_REQUIRED TASKS_
**a.** Answer these questions about the court opinion below.
(i) On what date did Onabanjo file his petition for expedited naturalization?
(ii) In what month and year did Onabanjo relocate to Atlanta?
(iii) Under the opinion, how many years of legal permanent residency does naturalization normally require?
**b.** Reproduce the court opinion below word for word, from "UNITED STATES of" down to "1430(a). Onabanjo appeals.".

UNITED STATES of America, Plaintiff-Appellee, v. Kanmi Gbolahan ONABANJO, Defendant-Appellant.
Kanmi Gbolahan Onabanjo, a Nigerian native, appeals the district court's decision granting the government's motion for summary judgment, and revoking his citizenship pursuant to 8 U.S.C. § 1451(a), holding that Onabanjo did not satisfy the Congressional prerequisite of living in marital union with his citizen spouse during the three years prior to his filing for expedited naturalization under 8 U.S.C. § 1430(a). Onabanjo appeals.
Onabanjo and his wife were married on April 19, 1985. Their daughter was born on February 4, 1986. On July 5, 1989, Onabanjo filed a petition seeking an expedited naturalization pursuant to 8 U.S.C. § 1430(a), on the basis of his marriage to his citizen spouse, Joan Beatrice Tatum-Onabanjo (herein referred to as his wife). The summary judgment record reveals that Onabanjo and his wife were living apart during some of the relevant time period. Although admitting that he relocated to Atlanta in September 1988 for employment reasons, Onabanjo asserted that he and his wife remained in marital union, and adduced evidence that he and his wife made a joint decision that he must do that for occupational reasons, that he and his wife and child have continued to be a family unit, that he has continued to be in full communication with them as a good husband and father, and that he and his wife have never viewed themselves as not married or as married but estranged.1
The relevant statutory and regulatory framework is as follows. Pursuant to 8 U.S.C. § 1451(a), the government has a duty “upon affidavit showing good cause therefor, to institute proceedings in any district court of the United States in the judicial district in which the naturalized citizen may reside at the time of bringing suit, for the purpose of revoking and setting aside the order admitting such person to citizenship and canceling the certificate of naturalization on the ground that such order and certificate of naturalization were illegally procured or were procured by concealment of a material fact or by willful misrepresentation․” The government carries a heavy burden of proof in a proceeding to divest a naturalized citizen of his citizenship. Costello v. United States, 365 U.S. 265, 269, 81 S.Ct. 534, 536, 5 L.Ed.2d 551 (1961). The evidence must be “clear, unequivocal, and convincing and not leave the issue in doubt.” Fedorenko v. United States, 449 U.S. 490, 505, 101 S.Ct. 737, 747, 66 L.Ed.2d 686 (1981). As noted above, Onabanjo received his certificate of naturalization pursuant to the expedited procedures of 8 U.S.C. § 1430(a), which provides in relevant part:
Any person whose spouse is a citizen of the United States ․ may be naturalized upon compliance with all the requirements of this subchapter except the provisions of paragraph (1) of section 1427(a) of this title if such person immediately preceding the date of filing his application for naturalization has resided continuously, after being lawfully admitted for permanent residence, within the United States for at least three years, and during the three years immediately preceding the date of filling his application has been living in marital union with the citizen spouse․
In other words, naturalization can be obtained after three years of legal permanent residency in the United States, rather than the normal five years, if the resident is married to an American citizen and if the requirements of § 1430(a) are satisfied. The particular requirement of § 1430(a) at issue in the instant appeal is the three-year “marital union” requirement.

_Object location annotation data_
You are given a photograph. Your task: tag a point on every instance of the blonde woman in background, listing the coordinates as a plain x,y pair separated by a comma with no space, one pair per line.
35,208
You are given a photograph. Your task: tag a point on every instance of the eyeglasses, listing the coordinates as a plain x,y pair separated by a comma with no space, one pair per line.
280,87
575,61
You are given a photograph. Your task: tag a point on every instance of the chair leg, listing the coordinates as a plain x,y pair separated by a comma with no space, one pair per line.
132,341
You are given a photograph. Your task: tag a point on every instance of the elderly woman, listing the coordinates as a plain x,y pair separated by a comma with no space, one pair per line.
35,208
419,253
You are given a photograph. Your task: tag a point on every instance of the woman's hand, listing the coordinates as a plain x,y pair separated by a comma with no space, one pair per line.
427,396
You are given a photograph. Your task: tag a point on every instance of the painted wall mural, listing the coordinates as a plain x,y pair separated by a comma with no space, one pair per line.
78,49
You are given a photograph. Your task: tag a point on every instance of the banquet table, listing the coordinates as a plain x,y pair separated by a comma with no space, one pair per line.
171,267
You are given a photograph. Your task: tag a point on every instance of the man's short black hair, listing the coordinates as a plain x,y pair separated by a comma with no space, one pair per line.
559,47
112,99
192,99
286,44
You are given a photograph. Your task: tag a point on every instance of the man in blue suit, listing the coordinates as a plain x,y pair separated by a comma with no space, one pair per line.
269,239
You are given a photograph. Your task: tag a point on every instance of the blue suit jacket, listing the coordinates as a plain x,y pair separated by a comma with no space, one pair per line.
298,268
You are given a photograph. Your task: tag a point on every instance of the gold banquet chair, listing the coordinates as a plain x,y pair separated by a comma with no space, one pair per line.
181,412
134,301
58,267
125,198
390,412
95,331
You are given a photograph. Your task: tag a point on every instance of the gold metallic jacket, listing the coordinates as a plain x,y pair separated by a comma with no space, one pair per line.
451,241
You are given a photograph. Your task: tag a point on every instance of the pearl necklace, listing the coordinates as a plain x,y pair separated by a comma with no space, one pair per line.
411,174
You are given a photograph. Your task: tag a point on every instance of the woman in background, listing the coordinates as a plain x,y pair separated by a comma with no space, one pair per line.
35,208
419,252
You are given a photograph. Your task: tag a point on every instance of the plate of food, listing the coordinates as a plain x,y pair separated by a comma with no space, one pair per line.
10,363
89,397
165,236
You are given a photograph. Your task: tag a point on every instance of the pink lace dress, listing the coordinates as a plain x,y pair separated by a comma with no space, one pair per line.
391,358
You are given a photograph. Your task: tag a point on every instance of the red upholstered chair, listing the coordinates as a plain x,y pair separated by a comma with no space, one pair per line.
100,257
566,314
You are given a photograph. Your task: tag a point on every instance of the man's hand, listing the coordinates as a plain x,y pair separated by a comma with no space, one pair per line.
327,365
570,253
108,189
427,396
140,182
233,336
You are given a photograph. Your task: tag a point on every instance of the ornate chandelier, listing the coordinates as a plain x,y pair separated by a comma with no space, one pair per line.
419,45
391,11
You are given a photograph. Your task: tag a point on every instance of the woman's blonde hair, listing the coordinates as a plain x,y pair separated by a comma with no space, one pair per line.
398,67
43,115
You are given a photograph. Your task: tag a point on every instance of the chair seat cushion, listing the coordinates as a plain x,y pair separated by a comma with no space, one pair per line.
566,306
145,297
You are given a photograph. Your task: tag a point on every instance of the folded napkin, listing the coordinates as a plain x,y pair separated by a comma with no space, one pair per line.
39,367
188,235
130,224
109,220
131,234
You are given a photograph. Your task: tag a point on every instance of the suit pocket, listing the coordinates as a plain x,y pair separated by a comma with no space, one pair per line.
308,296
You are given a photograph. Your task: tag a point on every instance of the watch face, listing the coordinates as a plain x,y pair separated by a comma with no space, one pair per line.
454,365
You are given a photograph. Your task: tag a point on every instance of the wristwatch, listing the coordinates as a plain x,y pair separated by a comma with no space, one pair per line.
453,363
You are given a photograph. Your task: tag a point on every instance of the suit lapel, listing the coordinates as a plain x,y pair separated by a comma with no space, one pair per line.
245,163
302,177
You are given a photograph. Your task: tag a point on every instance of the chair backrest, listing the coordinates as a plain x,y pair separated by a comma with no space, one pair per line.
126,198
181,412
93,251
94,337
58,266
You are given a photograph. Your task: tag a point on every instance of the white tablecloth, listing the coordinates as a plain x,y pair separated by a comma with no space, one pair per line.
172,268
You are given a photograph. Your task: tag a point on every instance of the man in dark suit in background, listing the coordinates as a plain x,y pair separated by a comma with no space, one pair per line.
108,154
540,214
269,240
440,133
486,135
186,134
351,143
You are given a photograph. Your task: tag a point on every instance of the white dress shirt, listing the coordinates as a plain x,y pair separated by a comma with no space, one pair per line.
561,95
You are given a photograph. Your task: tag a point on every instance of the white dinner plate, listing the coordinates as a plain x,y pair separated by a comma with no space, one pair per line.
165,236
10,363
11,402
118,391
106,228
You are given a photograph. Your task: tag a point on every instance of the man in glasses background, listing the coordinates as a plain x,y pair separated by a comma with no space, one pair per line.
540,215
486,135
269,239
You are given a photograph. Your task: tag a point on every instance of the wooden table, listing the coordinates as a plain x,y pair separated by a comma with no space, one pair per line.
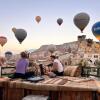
60,88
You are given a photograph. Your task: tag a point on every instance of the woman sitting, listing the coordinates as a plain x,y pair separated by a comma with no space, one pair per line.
22,66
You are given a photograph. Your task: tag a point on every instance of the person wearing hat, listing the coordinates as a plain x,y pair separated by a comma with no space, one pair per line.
57,67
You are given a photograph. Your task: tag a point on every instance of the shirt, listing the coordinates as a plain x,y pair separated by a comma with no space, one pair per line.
21,66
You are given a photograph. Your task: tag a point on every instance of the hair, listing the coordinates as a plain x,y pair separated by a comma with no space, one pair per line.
23,55
52,56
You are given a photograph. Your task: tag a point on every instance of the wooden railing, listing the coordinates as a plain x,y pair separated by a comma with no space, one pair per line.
90,71
5,72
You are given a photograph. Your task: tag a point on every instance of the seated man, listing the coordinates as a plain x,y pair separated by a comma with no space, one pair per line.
57,67
21,67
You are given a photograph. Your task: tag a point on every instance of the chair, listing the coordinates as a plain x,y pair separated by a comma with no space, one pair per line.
35,97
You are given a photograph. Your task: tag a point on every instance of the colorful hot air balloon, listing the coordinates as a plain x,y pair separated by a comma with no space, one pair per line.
51,48
3,40
81,20
38,19
96,30
20,34
59,21
8,55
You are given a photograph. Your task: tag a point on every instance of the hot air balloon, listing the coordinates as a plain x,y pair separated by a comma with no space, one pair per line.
20,34
51,48
59,21
3,40
38,19
8,55
81,20
96,30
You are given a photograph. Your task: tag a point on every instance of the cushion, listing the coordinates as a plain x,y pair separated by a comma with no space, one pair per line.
72,71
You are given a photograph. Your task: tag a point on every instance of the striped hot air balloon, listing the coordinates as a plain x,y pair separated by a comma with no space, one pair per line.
96,30
3,40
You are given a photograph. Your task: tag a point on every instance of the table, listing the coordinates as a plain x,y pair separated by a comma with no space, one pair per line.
60,88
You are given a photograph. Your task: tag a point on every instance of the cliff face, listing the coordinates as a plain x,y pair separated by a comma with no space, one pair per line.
74,47
72,51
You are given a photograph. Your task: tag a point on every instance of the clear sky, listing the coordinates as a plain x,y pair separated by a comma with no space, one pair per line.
22,13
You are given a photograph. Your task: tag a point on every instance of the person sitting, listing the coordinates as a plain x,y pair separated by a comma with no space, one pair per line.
21,67
57,67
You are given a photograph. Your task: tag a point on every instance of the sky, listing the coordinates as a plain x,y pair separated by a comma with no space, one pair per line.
22,13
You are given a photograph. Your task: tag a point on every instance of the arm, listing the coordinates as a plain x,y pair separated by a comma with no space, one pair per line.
55,66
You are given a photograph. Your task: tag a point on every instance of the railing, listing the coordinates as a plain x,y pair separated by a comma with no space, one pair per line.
90,71
6,70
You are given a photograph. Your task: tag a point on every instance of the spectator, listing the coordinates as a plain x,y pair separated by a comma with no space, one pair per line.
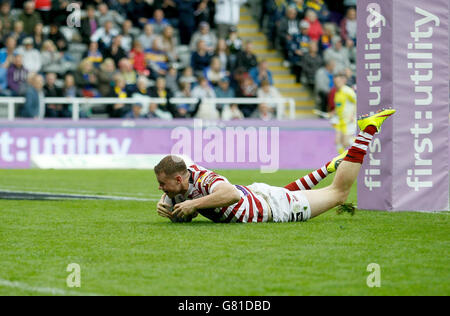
232,112
31,57
169,7
70,90
137,58
264,112
94,54
89,24
52,91
127,37
234,42
52,60
348,26
17,76
157,59
324,83
38,36
29,17
135,113
245,59
104,15
329,31
289,26
7,53
142,94
315,28
298,48
207,109
128,74
118,110
186,9
5,17
214,72
261,73
205,35
223,90
115,52
158,21
188,77
18,32
227,16
310,64
104,36
106,76
86,78
319,8
222,54
34,106
57,37
248,89
339,54
172,79
160,90
170,43
147,37
201,58
267,91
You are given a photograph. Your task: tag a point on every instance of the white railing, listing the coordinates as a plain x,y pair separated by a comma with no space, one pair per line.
88,102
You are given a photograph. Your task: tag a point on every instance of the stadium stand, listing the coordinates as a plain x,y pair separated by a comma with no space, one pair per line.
281,43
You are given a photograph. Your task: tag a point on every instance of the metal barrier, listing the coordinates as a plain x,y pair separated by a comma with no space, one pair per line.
88,102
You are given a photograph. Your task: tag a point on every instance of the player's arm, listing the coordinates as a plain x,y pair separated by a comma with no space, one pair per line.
224,194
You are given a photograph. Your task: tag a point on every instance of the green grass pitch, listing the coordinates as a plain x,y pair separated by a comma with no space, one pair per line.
125,248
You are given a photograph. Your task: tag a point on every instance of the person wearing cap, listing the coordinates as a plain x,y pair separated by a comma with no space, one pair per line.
227,15
204,34
32,60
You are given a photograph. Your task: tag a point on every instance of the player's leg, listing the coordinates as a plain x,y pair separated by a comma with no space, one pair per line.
336,194
311,180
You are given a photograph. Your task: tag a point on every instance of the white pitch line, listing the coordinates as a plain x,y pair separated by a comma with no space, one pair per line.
42,290
72,191
119,198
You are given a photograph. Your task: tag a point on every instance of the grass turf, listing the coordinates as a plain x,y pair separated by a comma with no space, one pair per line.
124,248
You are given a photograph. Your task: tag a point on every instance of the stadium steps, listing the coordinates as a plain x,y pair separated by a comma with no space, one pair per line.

_ANSWERS BELOW_
**a.**
(i) July 5, 1989
(ii) September 1988
(iii) Five years

**b.**
UNITED STATES of America, Plaintiff-Appellee, v. Kanmi Gbolahan ONABANJO, Defendant-Appellant.
Kanmi Gbolahan Onabanjo, a Nigerian native, appeals the district court's decision granting the government's motion for summary judgment, and revoking his citizenship pursuant to 8 U.S.C. § 1451(a), holding that Onabanjo did not satisfy the Congressional prerequisite of living in marital union with his citizen spouse during the three years prior to his filing for expedited naturalization under 8 U.S.C. § 1430(a). Onabanjo appeals.